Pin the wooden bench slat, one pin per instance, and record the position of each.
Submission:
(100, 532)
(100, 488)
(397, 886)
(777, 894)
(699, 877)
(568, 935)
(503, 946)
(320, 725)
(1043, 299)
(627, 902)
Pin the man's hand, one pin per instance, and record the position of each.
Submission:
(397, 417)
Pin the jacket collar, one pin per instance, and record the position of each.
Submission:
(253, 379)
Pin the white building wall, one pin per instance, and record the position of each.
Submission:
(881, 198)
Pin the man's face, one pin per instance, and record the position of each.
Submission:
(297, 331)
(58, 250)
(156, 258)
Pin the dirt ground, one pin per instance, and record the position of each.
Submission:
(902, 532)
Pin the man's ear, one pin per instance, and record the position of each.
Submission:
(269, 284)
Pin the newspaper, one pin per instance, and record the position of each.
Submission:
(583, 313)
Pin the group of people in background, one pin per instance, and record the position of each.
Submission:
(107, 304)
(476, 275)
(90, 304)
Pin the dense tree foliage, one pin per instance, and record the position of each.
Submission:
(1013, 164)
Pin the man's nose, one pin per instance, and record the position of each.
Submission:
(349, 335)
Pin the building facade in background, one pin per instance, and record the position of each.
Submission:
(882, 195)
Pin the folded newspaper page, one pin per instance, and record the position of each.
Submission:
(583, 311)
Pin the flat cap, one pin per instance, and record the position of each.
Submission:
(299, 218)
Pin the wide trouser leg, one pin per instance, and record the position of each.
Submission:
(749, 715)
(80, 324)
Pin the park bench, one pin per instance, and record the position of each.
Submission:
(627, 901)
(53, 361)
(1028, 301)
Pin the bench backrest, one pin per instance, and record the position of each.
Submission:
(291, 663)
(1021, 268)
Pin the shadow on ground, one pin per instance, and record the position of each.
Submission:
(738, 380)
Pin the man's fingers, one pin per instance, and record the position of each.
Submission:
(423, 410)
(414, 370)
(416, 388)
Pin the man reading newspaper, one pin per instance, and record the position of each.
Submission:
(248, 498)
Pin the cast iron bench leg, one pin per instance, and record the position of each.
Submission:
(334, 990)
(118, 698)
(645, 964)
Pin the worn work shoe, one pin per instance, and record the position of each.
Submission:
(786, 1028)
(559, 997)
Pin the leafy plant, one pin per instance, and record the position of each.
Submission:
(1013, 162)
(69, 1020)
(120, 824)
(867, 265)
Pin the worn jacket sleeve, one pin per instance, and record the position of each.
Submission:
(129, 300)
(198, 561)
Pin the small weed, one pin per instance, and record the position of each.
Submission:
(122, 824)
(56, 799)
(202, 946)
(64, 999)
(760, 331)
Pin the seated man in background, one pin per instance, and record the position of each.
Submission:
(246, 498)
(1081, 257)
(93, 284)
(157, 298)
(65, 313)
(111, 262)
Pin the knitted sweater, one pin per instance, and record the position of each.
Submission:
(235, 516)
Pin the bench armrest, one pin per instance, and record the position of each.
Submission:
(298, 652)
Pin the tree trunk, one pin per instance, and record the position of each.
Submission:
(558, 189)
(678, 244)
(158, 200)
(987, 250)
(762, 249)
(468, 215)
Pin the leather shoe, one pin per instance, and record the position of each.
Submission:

--------------------------------------------------

• GIVEN PROBLEM
Quote each line above in full, word for word.

• EXERCISE SOLUTION
Pin the wooden bench slat, one pin per instance, and record the position of each.
Submission:
(100, 532)
(100, 488)
(397, 886)
(777, 894)
(699, 877)
(568, 935)
(503, 946)
(320, 725)
(1043, 299)
(627, 902)
Pin the man's hand, one pin per instance, and record the position of each.
Submission:
(397, 417)
Pin the jacket collar, one pin per instance, and record the position of each.
Submission:
(253, 379)
Pin the white building wall, one pin per instance, and record the position of each.
Submission:
(881, 198)
Pin the man's face, one pin per instance, and record the position of each.
Submission:
(297, 331)
(58, 250)
(156, 258)
Pin the dirt ground, one pin per instance, and record the position of each.
Submission:
(902, 532)
Pin the man's ear, one pin per instance, and record the position of each.
Submission:
(269, 284)
Pin the newspaper, one pin per instance, and record the position of each.
Submission:
(583, 313)
Pin the group of people in background, one pin per instance, and record the position of each.
Submission:
(107, 304)
(476, 275)
(90, 304)
Pin the dense tree foliage, one pin per instance, and record the position of each.
Submission:
(1013, 164)
Pin the man's nose, one pin per instance, and record the position of each.
Submission:
(349, 335)
Pin the building facade in background, one pin per instance, and record the position of each.
Submission:
(882, 195)
Pin the folded newspaper page, one pin per instance, and record the position of each.
Submission:
(583, 311)
Pin the flat cap, one pin per instance, and record the position of each.
Submission:
(299, 218)
Pin the wide trouser leg, one pin per instance, and record the position of each.
Submission:
(749, 715)
(80, 324)
Pin the park bench, one pin per instance, and record the position of each.
Submission:
(627, 901)
(53, 361)
(1028, 301)
Pin the bench backrest, one pin per instance, and record the position of each.
Submission:
(291, 663)
(1021, 268)
Pin the shadow on ground, one pin per instance, and record the position of each.
Submission:
(738, 380)
Pin the man's fingers, one pin per instance, and record the position of each.
Submission:
(423, 410)
(414, 370)
(416, 388)
Pin the man reading newspaper, one pin per instance, and record the position of each.
Submission:
(248, 498)
Pin the cast iron bench leg, one pin per instance, and record the position of each.
Submission:
(334, 990)
(118, 698)
(645, 964)
Pin the worn work shoe, one pin per instance, and record the position of each.
Submission:
(786, 1028)
(559, 997)
Pin the leafy plant, one pin per instance, and record the position of each.
Submission:
(1013, 162)
(69, 1020)
(120, 824)
(867, 265)
Pin the worn jacket sleeve, one pin per instance, and record the position of each.
Submission:
(129, 300)
(198, 561)
Pin the small weed, one pin per instance, and record the position of each.
Submission:
(122, 824)
(56, 799)
(202, 946)
(64, 999)
(760, 331)
Pin the seated man in background, one pin per instance, and record the position of each.
Submission:
(246, 498)
(1081, 257)
(93, 284)
(157, 298)
(65, 313)
(111, 262)
Pin the knitted sweater, one pin per instance, and record the position of each.
Submission:
(235, 516)
Pin the bench armrest, one pin per instance, and record the position of each.
Submission:
(298, 652)
Pin the tree trunk, one pin per instance, and record the position of each.
Submission:
(558, 189)
(678, 244)
(158, 200)
(987, 250)
(762, 249)
(468, 215)
Pin the leather shoe, one pin per instance, and record the position of each.
Submission:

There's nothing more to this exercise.